#### Selected passage:

# Additional Adventures in Averages

How to quantify risk in your sales forecasts and plans.

A lot of basic sales data are not normally distributed. In our blog __The Menace of Means__, we explored what to do when summarizing these data. Non-normal distributions are very common in basic sales data. But sales forecasts are also sometimes non-normally distributed. That can wreak havoc on your ability to interpret and deliver on a forecast, unless you are appropriately aware.

Let's look at examples of how non-normal distributions arise and what to do about them. The examples here all assume forecasting for a set of existing opportunities for which the transaction values are known.

Traditional sales forecasts are made by making binary (include or exclude) judgement calls on deals. Answering the question for each deal, "will it close within the forecast period?" Add up the included deals to get the forecast. Sometimes there are two or more categories like “Commit” and “Upside.” We call these “classification” forecasts.

For very small sets of deals, this is a good way to forecast. In the extreme, if you had only one deal that can close in a forecast period, with a value of $100K you would either say the forecast is $0 or $100K. What you forecast depends on your confidence in the deal closing. And you would know that you have two possible outcomes. This is a bi-modal (very non-normal) distribution.

In contrast, “weighted” forecasts multiply every deal in your pipeline by its probability of closing in the forecast period. For instance, a $1M deal with 70% probability contributes $700K to the total forecast. (Even though you don’t win 70% of the deal.) This method is the mainstay of forecasting applications. The magic is in how an application determines probabilities.[1] For large sets of deals, this provides very good guidance.

One peril of weighted forecasts is that—for individual deals—they are always wrong. In the same way that the weather forecasts say "chance of rain today is 30%." On every day, that forecast will be wrong. It either rains or it doesn't. But, on average, it rains on 30% of days for which they make this claim. We accept this error because we live through many days. And on average, it will be helpful.

If you only had one deal to forecast, a $700K forecast for a $1M, 70% likely deal will always be wrong. A binary call will sometimes be right. But, with enough deals, the benefits of a weighted forecast shine.

This non-normal-distribution-of-outcomes problem is particularly noticeable for a small number of deals. But this same issue occurs with many deals, if you have high deal concentration. When a few large deals dominate the outcome, the average forecast can be misleading. There are several ways to assess and quantify this risk.

**Pareto analysis**

Concentration can be assessed with a __Pareto chart__. A Pareto chart shows the most significant factors contributing to an outcome. The 80/20 rule (80% of your business comes from 20% of your deals) is an example of a point on a pareto chart. Your business might be quite different.

Here is a sample pareto chart. The x-axis is the count-percentile of deal sizes—largest deals on the left to smallest on the right. The y-axis is the percent of total deal value. The curved line is the cumulative effect of all deals to the left of each point.

This business roughly follows the 80/20 rule (red lines). And 70% of the business comes from 10% of the deals (blue lines). If all deals were the same size, the chart would be a straight diagonal line from (0,0) to (1,1). This kind of analysis—run against open deals in your pipeline—will quickly point out the deal concentration risk in your business.

For this business, the first deal (the y-axis intercept) is about 7% of all deals. That’s a lot of deal concentration but we’ve seen situations where over 50% of the potential business is borne by a single deal.

**Possible Outcomes/Prediction Density Chart**

High deal concentration also shows up as a non-normal distribution in a histogram of possible outcomes. For better visualization of this, histograms are often smoothed and scaled. Statisticians call this a kernel density estimate. We call it a prediction density chart.

#### Provided data:

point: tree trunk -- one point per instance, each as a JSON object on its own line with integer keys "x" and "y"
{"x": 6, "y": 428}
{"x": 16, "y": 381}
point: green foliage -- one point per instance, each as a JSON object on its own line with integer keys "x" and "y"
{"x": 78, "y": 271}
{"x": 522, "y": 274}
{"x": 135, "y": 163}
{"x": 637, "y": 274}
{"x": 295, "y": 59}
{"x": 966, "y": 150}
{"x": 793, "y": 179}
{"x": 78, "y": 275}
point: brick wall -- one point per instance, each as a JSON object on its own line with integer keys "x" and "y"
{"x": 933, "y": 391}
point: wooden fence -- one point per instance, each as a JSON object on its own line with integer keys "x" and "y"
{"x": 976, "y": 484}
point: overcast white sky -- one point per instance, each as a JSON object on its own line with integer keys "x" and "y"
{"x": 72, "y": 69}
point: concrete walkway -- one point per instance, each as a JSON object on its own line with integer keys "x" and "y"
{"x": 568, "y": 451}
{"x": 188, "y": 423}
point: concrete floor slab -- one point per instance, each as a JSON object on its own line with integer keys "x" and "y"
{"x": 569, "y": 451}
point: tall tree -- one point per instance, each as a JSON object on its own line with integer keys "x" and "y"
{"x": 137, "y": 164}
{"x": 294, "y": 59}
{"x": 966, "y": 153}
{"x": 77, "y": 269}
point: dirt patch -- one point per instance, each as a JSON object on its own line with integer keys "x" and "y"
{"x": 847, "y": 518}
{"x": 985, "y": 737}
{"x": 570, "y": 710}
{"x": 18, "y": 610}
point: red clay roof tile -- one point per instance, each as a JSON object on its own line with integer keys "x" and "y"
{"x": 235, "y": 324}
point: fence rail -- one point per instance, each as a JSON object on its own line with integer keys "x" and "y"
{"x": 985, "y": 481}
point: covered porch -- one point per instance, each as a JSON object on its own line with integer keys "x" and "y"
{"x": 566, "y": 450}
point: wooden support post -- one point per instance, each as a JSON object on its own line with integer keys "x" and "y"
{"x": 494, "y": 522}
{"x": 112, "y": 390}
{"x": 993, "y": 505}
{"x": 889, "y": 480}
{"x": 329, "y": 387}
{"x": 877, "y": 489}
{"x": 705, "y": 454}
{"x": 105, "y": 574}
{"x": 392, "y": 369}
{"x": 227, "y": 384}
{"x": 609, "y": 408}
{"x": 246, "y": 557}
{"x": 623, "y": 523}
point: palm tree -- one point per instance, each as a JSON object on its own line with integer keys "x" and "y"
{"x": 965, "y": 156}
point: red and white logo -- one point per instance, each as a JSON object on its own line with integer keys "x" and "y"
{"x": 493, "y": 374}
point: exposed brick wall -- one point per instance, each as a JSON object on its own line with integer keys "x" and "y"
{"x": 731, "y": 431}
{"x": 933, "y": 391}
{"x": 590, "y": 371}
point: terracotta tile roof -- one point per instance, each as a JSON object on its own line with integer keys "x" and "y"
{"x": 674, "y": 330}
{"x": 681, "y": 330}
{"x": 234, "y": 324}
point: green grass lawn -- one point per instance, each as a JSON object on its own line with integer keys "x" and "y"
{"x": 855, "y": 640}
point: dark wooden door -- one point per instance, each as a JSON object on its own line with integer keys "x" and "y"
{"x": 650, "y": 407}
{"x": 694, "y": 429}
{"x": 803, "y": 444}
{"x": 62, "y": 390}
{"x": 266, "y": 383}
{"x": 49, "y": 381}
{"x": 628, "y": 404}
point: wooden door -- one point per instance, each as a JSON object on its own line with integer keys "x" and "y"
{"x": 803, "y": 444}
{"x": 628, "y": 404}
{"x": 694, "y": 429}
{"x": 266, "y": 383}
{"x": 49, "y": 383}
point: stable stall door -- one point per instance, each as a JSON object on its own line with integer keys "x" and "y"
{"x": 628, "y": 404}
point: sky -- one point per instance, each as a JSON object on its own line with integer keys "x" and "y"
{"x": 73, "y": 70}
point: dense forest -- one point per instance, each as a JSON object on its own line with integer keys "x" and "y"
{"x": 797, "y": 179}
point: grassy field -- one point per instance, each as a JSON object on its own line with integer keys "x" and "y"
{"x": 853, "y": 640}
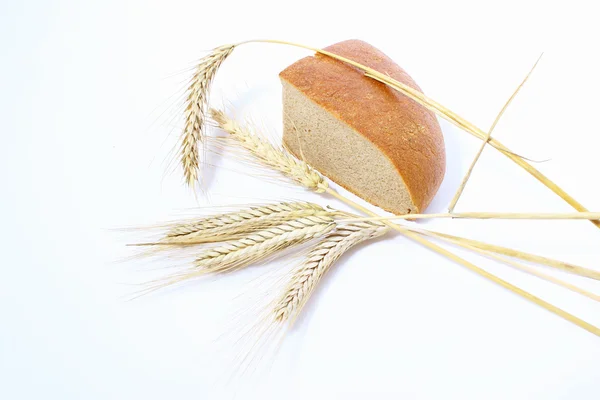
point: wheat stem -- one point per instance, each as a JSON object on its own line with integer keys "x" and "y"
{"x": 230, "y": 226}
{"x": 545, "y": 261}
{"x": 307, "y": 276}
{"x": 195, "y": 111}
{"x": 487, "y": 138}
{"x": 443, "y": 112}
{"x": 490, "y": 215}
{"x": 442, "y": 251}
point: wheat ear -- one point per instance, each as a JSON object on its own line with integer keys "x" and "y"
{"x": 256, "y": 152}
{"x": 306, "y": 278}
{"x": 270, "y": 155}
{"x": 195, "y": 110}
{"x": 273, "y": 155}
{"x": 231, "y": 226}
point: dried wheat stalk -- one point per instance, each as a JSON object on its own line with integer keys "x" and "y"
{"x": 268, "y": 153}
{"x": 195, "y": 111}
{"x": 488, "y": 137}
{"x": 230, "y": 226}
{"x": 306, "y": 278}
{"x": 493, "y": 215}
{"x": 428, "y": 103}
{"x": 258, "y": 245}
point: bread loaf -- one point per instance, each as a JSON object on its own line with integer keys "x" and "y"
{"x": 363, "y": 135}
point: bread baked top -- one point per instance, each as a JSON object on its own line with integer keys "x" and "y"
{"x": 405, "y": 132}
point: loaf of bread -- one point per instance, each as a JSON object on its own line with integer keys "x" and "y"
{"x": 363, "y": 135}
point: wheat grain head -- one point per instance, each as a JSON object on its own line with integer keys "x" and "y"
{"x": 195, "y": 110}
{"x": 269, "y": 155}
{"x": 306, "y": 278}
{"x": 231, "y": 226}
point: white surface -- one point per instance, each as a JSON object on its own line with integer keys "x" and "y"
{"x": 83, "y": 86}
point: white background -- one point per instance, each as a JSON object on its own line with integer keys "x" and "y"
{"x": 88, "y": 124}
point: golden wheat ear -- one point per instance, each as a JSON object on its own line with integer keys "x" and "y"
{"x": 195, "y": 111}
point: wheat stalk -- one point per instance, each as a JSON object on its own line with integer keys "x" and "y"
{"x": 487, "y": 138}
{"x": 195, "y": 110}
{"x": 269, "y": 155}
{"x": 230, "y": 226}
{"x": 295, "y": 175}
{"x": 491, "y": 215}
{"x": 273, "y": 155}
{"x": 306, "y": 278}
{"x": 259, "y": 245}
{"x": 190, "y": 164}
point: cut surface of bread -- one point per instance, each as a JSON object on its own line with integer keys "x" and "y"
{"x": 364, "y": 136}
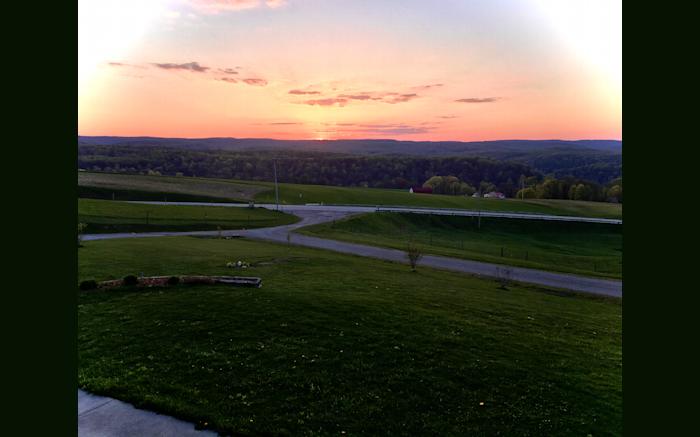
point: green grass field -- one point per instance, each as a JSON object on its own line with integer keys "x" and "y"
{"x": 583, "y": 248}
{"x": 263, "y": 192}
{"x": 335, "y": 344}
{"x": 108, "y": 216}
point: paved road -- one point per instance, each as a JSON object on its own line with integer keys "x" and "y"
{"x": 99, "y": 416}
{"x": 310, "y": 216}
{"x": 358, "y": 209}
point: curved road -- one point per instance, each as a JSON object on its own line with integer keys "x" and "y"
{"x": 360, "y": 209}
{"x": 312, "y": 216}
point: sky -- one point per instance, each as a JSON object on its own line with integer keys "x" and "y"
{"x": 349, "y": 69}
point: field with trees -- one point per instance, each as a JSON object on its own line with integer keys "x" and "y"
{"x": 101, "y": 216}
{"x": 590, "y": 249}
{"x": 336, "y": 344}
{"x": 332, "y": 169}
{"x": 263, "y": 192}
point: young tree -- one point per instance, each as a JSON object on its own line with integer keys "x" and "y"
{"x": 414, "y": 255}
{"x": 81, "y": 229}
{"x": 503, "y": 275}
--
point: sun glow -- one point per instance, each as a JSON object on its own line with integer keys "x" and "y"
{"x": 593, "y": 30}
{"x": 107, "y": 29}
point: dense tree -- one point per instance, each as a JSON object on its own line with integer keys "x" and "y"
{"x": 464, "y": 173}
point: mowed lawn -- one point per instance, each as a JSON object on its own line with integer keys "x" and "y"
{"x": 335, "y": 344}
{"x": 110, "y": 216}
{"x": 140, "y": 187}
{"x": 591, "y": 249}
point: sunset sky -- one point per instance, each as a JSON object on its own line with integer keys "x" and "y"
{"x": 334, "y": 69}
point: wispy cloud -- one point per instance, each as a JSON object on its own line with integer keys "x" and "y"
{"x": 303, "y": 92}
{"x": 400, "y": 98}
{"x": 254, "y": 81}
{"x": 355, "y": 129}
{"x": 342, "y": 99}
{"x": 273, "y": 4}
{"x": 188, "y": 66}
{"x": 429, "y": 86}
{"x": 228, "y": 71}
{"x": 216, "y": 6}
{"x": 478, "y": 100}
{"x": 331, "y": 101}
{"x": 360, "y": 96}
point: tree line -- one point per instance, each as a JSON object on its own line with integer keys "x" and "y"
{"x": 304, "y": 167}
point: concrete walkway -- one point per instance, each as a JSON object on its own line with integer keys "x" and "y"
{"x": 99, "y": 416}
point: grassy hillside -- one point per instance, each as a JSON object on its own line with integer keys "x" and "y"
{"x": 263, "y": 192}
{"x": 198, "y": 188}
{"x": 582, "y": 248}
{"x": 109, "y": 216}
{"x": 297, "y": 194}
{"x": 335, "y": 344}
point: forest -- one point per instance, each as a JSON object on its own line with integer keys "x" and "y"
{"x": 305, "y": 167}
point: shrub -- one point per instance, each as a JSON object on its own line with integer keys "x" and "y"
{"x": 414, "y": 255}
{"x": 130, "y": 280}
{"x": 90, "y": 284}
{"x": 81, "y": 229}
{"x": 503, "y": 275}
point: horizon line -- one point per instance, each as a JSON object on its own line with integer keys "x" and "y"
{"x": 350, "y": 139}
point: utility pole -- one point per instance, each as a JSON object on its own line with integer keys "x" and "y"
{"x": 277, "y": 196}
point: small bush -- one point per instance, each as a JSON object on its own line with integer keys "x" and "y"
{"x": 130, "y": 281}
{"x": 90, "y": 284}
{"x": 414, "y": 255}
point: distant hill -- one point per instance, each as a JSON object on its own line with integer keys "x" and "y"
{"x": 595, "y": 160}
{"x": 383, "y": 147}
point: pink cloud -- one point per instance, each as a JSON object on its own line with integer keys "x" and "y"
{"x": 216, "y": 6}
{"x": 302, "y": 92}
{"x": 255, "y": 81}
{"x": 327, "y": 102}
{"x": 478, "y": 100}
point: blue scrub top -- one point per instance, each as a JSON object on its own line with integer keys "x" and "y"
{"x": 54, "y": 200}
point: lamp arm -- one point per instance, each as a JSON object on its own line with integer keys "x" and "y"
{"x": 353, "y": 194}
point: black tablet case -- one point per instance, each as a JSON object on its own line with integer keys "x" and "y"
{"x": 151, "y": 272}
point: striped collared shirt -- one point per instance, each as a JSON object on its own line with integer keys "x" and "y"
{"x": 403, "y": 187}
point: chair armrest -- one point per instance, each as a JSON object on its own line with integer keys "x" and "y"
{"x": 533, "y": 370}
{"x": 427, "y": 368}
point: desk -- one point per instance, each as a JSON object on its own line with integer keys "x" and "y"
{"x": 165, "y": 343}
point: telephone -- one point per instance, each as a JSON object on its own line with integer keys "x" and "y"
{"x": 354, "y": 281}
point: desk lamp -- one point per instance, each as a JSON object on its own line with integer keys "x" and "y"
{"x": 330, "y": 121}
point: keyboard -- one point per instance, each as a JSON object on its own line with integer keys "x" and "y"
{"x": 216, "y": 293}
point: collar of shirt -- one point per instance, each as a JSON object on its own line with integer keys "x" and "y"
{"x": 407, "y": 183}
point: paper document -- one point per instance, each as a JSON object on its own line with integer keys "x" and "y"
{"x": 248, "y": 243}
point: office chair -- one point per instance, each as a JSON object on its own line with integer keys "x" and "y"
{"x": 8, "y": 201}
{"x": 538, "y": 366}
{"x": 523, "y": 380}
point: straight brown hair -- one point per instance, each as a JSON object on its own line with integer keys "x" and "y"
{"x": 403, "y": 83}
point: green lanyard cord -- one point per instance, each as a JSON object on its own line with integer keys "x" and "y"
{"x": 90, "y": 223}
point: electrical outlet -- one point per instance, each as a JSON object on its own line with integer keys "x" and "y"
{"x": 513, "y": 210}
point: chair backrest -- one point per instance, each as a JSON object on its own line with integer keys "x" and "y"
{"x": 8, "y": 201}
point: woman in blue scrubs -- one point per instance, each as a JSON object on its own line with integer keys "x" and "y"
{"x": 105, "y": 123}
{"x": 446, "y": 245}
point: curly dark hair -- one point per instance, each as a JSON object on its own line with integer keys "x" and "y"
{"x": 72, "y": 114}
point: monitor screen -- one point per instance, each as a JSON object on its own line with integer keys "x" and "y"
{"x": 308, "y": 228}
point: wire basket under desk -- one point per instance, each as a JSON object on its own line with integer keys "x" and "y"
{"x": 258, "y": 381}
--
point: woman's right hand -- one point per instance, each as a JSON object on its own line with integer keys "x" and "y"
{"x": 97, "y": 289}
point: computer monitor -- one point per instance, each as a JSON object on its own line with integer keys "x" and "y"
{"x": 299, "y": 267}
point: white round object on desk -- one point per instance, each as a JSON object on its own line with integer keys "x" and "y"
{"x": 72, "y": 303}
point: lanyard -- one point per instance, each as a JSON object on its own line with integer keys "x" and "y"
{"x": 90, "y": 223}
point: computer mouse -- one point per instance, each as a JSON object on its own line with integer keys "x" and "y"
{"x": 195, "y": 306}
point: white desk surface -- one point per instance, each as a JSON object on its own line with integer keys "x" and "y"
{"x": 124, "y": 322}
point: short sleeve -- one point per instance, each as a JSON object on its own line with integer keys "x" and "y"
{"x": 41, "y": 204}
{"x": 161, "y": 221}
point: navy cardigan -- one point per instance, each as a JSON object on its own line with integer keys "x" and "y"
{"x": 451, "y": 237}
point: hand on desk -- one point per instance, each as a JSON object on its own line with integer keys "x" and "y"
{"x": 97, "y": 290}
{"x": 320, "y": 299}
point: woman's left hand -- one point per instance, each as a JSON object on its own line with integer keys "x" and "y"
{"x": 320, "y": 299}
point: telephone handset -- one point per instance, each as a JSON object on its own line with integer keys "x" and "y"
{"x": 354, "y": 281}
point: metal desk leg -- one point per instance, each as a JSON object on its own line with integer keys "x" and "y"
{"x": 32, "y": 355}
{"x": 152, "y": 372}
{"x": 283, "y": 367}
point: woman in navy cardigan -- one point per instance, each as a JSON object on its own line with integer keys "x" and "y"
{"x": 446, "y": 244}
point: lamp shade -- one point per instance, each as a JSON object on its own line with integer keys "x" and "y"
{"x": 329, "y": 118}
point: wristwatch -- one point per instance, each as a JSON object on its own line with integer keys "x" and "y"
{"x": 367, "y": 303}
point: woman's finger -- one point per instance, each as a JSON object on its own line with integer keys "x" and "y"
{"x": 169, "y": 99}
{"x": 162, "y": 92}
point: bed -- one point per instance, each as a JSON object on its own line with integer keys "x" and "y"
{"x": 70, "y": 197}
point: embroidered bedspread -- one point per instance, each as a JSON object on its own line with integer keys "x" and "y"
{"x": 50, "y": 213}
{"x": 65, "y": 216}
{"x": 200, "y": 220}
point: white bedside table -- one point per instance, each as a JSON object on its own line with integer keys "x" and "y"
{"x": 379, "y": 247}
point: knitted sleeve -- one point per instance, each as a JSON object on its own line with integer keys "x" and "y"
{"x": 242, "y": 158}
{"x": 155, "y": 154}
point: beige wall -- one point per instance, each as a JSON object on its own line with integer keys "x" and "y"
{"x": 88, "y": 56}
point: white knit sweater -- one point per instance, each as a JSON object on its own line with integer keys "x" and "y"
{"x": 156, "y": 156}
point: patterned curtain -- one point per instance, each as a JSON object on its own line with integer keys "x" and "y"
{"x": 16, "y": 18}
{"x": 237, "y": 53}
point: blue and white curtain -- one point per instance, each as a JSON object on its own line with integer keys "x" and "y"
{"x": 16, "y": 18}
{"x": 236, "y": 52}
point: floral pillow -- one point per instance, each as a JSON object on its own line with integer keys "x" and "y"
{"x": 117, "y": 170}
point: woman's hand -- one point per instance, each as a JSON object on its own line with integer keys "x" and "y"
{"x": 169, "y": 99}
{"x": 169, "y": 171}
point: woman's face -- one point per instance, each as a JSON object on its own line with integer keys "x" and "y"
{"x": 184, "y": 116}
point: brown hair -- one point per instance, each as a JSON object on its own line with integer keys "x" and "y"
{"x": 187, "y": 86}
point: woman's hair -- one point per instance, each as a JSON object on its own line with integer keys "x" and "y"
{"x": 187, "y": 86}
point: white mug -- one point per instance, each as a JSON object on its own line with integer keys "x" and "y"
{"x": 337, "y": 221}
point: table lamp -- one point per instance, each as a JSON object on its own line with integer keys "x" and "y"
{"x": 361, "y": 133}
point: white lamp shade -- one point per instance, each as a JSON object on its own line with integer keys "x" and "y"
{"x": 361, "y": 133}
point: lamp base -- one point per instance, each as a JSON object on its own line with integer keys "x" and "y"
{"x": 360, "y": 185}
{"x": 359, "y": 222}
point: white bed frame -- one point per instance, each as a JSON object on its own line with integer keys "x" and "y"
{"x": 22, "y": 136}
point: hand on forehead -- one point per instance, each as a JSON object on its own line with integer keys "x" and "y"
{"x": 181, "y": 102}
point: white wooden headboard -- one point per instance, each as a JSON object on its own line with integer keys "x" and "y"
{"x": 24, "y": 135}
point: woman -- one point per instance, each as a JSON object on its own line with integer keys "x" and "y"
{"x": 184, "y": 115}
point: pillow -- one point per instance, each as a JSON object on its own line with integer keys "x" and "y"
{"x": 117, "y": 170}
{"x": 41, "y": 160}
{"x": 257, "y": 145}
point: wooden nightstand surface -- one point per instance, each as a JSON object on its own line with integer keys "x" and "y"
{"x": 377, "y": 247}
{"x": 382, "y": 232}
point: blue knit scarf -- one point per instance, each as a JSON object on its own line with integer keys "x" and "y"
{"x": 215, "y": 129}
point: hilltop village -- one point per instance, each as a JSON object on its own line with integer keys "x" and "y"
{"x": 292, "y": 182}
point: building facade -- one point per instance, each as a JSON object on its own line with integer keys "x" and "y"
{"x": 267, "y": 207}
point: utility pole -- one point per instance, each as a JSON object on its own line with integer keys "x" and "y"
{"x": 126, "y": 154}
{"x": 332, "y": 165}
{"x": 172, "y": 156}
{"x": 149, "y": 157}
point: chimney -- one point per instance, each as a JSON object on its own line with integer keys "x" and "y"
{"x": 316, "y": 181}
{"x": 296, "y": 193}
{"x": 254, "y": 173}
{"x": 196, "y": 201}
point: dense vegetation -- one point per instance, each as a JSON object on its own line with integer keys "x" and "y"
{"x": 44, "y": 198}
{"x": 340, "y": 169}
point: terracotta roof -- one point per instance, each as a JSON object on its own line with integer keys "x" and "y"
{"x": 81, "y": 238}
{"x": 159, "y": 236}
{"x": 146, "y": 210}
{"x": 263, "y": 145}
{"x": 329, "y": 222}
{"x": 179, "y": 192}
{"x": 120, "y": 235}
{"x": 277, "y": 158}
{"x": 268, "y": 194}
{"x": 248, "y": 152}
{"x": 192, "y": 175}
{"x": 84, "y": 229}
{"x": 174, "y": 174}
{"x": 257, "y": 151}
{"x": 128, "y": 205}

#### Tasks:
(1) Please list every distinct dollar amount that appears in the article on sales forecasts, in the order each first appears.
(2) Duplicate the article on sales forecasts from "This non-normal-distribution-of-outcomes problem" to "quantify this risk.".

#### Answers to the exercises:
(1) $100K, $0, $1M, $700K

(2)
This non-normal-distribution-of-outcomes problem is particularly noticeable for a small number of deals. But this same issue occurs with many deals, if you have high deal concentration. When a few large deals dominate the outcome, the average forecast can be misleading. There are several ways to assess and quantify this risk.